• _Extracted records_
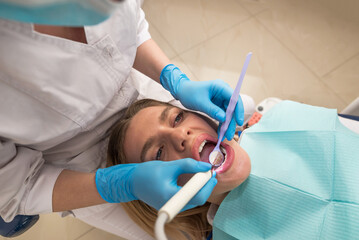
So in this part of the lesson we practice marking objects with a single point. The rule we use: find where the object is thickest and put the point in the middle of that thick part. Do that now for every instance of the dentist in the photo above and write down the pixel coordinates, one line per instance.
(65, 77)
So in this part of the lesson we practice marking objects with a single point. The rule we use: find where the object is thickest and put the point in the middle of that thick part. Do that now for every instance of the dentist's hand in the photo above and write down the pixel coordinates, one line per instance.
(210, 97)
(153, 182)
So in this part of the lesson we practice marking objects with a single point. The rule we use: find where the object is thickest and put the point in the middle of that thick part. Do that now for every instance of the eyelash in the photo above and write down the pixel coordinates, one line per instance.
(177, 119)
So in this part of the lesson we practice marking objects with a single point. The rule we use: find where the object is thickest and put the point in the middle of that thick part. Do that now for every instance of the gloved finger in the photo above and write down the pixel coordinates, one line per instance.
(239, 112)
(231, 130)
(201, 197)
(188, 165)
(213, 110)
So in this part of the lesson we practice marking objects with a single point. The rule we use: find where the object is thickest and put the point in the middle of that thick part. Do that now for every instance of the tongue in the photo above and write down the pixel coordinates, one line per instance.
(207, 149)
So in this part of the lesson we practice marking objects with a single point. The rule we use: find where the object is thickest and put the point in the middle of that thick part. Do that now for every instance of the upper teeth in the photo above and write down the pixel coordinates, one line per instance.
(223, 150)
(201, 146)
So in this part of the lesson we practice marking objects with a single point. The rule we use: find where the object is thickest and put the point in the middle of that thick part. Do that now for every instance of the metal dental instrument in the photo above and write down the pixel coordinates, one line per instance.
(195, 184)
(216, 156)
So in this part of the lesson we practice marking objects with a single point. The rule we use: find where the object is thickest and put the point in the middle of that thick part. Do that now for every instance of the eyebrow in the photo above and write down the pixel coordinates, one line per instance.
(149, 143)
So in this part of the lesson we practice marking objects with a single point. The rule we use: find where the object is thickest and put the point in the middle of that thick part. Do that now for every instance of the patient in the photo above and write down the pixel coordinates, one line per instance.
(152, 130)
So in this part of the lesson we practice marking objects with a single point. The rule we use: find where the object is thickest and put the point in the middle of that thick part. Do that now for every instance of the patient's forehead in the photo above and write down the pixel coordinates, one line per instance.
(142, 126)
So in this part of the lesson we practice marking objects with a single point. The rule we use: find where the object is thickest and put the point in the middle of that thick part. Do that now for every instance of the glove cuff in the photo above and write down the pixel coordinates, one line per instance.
(114, 183)
(171, 78)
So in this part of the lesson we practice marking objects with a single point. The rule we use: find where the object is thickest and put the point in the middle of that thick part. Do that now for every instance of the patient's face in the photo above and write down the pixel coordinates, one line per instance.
(169, 133)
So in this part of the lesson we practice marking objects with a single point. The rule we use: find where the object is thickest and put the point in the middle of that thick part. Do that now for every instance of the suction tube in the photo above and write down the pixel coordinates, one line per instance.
(178, 201)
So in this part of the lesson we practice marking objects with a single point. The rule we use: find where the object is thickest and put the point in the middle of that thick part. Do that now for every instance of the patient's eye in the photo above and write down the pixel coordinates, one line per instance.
(178, 118)
(159, 153)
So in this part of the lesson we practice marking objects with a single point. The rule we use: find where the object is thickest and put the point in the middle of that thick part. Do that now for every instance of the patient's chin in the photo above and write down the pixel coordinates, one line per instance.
(217, 198)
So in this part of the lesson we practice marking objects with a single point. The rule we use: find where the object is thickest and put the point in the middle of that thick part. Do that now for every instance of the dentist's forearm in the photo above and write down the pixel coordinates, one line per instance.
(150, 60)
(74, 190)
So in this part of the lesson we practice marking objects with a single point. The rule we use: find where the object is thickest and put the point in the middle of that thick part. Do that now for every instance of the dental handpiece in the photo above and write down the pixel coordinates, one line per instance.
(196, 183)
(216, 157)
(179, 200)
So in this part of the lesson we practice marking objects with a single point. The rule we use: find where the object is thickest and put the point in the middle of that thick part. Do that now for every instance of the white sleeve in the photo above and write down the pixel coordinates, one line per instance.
(26, 183)
(142, 27)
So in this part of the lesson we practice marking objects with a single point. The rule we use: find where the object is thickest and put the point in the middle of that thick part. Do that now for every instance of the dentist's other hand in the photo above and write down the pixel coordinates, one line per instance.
(211, 97)
(153, 182)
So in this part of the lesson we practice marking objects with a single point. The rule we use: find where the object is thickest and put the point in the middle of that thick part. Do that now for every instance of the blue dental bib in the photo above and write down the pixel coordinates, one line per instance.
(304, 182)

• _What needs to be done_
Could you write out again every line from the one containing "the dentist's other" through the end of the records, inclusive, with the requests included and left as they are, but with each coordinate in the answers scaled by 2.1 and rounded to a whole number, halves rounding up?

• _Correct result_
So in this part of the lesson we practice marking objects with a single point. The rule we use: find where the object is thickest and put the point in the middle of that thick part. Do that now for every instance of the dentist's other hand in the photo above and write down the pixel coordinates, one line per instance.
(443, 204)
(321, 382)
So in this part of the lesson we practice marking objects with a single point. The rule we use: find where the object is thickest and put the point in the middle of that thick part. Do that now for every instance of the blue dental bib in the photo above and write down the pixel coordinates, one line per instance.
(638, 382)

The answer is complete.